# Aim of the exercise
Emit the line that holds "the woman's arm" and all lines following it through the end of the data, verbatim, and nothing else.

[Excerpt from a dataset]
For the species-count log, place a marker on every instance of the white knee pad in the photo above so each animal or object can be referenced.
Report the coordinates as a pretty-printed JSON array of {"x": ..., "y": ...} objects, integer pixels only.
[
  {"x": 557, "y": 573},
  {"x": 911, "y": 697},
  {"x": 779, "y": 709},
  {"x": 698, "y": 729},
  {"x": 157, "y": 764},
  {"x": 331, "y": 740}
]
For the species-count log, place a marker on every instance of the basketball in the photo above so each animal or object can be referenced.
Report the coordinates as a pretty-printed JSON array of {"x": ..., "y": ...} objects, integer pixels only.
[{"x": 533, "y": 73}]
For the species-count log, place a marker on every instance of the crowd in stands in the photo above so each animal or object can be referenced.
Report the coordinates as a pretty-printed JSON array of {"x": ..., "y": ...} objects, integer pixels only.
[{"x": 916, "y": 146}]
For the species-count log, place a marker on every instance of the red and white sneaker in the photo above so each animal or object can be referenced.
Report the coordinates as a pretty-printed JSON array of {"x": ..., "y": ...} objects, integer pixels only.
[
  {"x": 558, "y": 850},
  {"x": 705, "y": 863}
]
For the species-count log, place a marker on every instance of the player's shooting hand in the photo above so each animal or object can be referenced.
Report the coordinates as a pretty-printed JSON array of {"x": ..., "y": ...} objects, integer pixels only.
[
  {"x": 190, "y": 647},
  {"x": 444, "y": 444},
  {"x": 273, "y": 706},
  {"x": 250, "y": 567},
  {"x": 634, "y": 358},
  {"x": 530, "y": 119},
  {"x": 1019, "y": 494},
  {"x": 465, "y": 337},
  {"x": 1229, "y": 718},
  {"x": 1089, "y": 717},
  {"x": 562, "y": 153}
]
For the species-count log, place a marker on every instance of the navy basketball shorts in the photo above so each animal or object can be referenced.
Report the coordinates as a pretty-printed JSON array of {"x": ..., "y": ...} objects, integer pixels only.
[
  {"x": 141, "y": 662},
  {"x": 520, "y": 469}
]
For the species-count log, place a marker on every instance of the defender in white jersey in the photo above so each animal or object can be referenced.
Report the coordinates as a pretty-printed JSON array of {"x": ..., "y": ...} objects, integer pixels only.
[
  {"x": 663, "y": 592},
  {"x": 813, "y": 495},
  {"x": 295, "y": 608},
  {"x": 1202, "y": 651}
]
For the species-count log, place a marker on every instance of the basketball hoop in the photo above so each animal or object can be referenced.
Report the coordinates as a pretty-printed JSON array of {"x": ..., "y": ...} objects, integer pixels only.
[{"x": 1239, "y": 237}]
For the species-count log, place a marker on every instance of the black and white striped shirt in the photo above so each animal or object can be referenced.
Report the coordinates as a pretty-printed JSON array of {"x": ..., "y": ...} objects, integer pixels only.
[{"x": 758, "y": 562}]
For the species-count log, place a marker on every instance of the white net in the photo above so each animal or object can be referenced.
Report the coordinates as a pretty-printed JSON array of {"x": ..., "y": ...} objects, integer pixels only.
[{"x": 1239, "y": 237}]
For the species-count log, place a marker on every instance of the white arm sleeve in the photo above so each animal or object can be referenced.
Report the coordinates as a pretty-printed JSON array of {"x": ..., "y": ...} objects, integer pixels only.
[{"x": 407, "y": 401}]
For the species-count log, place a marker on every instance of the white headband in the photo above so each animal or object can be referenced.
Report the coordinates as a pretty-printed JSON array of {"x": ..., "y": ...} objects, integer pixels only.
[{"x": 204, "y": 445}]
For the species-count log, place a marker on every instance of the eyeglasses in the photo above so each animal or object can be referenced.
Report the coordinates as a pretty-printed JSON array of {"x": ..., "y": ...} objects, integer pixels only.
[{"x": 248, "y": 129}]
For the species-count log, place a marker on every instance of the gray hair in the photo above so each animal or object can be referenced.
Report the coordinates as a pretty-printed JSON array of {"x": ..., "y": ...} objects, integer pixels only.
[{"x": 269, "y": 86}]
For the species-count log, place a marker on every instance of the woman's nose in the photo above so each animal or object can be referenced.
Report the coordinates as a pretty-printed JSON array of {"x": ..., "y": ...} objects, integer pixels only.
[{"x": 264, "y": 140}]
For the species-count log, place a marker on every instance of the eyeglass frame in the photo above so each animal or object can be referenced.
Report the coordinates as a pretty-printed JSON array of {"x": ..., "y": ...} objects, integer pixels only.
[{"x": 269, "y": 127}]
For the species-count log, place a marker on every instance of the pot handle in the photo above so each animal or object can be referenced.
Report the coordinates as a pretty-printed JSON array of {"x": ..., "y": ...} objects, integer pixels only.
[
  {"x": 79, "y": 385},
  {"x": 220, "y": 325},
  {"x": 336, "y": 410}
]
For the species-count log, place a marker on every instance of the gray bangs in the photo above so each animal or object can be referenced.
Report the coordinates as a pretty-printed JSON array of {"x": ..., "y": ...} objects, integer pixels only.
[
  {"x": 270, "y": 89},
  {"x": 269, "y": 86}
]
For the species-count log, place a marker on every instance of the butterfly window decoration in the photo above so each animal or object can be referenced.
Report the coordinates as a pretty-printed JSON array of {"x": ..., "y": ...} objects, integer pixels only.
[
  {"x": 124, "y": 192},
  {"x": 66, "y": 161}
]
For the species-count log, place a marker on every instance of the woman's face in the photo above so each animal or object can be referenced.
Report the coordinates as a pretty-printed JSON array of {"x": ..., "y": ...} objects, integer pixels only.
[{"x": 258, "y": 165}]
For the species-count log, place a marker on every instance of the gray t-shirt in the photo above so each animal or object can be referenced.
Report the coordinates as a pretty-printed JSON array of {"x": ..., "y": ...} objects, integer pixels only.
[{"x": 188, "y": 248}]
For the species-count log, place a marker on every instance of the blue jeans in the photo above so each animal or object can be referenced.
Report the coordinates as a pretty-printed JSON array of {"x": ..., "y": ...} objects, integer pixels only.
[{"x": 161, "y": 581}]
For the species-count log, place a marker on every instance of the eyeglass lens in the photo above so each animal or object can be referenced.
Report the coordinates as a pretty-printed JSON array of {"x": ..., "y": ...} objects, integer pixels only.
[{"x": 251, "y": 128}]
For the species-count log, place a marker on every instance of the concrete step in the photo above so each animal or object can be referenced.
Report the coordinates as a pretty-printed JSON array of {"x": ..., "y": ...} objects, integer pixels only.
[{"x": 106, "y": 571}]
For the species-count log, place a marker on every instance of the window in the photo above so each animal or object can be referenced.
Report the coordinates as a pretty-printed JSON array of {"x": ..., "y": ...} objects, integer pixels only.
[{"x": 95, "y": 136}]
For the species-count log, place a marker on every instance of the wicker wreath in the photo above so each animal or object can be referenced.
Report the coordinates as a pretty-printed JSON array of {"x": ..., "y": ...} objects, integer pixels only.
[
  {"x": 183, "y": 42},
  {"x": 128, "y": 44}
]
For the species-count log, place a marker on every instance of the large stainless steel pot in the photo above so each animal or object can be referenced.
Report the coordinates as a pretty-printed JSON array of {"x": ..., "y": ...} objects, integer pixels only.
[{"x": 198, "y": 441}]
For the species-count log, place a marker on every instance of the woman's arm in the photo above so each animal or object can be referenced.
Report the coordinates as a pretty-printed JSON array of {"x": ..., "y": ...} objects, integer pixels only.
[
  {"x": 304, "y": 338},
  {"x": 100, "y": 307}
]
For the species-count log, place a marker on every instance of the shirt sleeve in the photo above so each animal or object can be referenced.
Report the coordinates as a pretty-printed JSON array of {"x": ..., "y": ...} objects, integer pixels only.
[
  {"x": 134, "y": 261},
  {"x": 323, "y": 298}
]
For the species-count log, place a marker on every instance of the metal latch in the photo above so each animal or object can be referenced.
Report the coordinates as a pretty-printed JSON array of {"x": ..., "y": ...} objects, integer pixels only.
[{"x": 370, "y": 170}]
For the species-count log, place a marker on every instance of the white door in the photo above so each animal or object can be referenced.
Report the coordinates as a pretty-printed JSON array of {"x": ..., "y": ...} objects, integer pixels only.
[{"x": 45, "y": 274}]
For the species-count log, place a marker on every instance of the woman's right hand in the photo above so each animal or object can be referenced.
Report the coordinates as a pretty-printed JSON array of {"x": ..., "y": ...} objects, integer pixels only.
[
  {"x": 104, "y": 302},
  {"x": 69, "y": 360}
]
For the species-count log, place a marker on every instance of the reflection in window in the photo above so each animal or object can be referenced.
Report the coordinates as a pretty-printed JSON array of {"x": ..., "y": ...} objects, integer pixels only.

# Answer for the task
For the species-count log, place a marker on every instance of the woman's arm in the photo above so each animal or object can be referenced.
Report the coordinates as a pretty-printed JSON array of {"x": ..., "y": ...} objects, integer pixels only.
[
  {"x": 304, "y": 338},
  {"x": 100, "y": 307}
]
For the species-count log, place a marker on every instance of the shirt sleeve in the photo above so each animal or object can be referenced.
Report the coordinates as a pretty-printed JSON array of {"x": ..., "y": ...} objects, integer pixels only.
[
  {"x": 134, "y": 261},
  {"x": 323, "y": 298}
]
For the species-count log, place a marker on every instance of the metal latch in the photo above so each animal or object can be referenced.
Report the coordinates as a pretty-printed JSON array of {"x": ..., "y": ...} objects, integer pixels only.
[{"x": 370, "y": 170}]
For the species-count log, place a marker on every instance of the white door in the photo above so each animal or object can be referenced.
Report the coordinates as a pretty-printed JSON array of {"x": ..., "y": ...} objects, integer pixels only.
[{"x": 45, "y": 274}]
For the species-count log, place a marker on every instance of the woman's right hand in the photo above so each animal or object can be referenced.
Report the coordinates as a pretty-printed JSON array of {"x": ..., "y": ...} objects, integer pixels only.
[
  {"x": 104, "y": 302},
  {"x": 69, "y": 360}
]
For the species-count log, place a marker on every instance of the reflection in window in the photo above so each animal or object can be referenced.
Report the coordinates as a pretty-printed JSON array of {"x": ..., "y": ...} objects, integer pixels only.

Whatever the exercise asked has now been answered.